__Set exercise__: Write out the entries below once more, exactly, with the pictures left out.

__Input__:
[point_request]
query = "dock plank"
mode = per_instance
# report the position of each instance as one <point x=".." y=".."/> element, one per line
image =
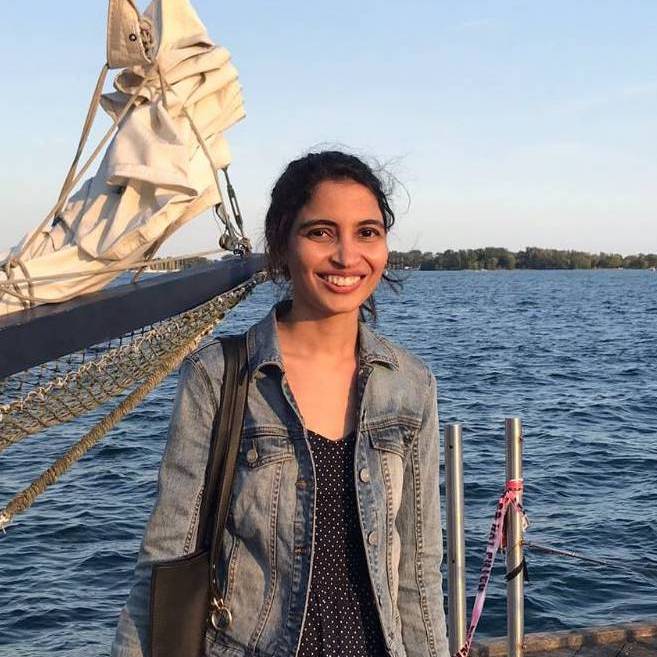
<point x="629" y="640"/>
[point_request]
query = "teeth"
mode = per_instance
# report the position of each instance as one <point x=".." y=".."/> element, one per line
<point x="342" y="281"/>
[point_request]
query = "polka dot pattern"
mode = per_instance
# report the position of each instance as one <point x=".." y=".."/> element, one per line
<point x="341" y="619"/>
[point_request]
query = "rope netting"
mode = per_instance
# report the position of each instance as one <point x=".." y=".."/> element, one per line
<point x="143" y="361"/>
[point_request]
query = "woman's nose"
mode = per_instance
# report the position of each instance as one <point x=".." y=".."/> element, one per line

__Completed task__:
[point_request]
query = "dock plank"
mode = per_instance
# report the position of each instance as one <point x=".." y=".."/> element, one per line
image =
<point x="629" y="640"/>
[point_request]
query = "teeth"
mode = per_instance
# report the position of each instance as one <point x=".." y=".."/> element, one per line
<point x="342" y="281"/>
[point_request]
query = "polka dot pattern"
mode = per_instance
# report the position of each instance as one <point x=".." y=".."/> element, one per line
<point x="341" y="619"/>
[point_request]
query = "rope netting"
mode = per_instance
# report the position of each instance as one <point x=".." y=".."/> element, one per line
<point x="143" y="361"/>
[point_request]
query = "woman's nose"
mode = per_instance
# report the position of each instance as one <point x=".." y=".."/> element, one per line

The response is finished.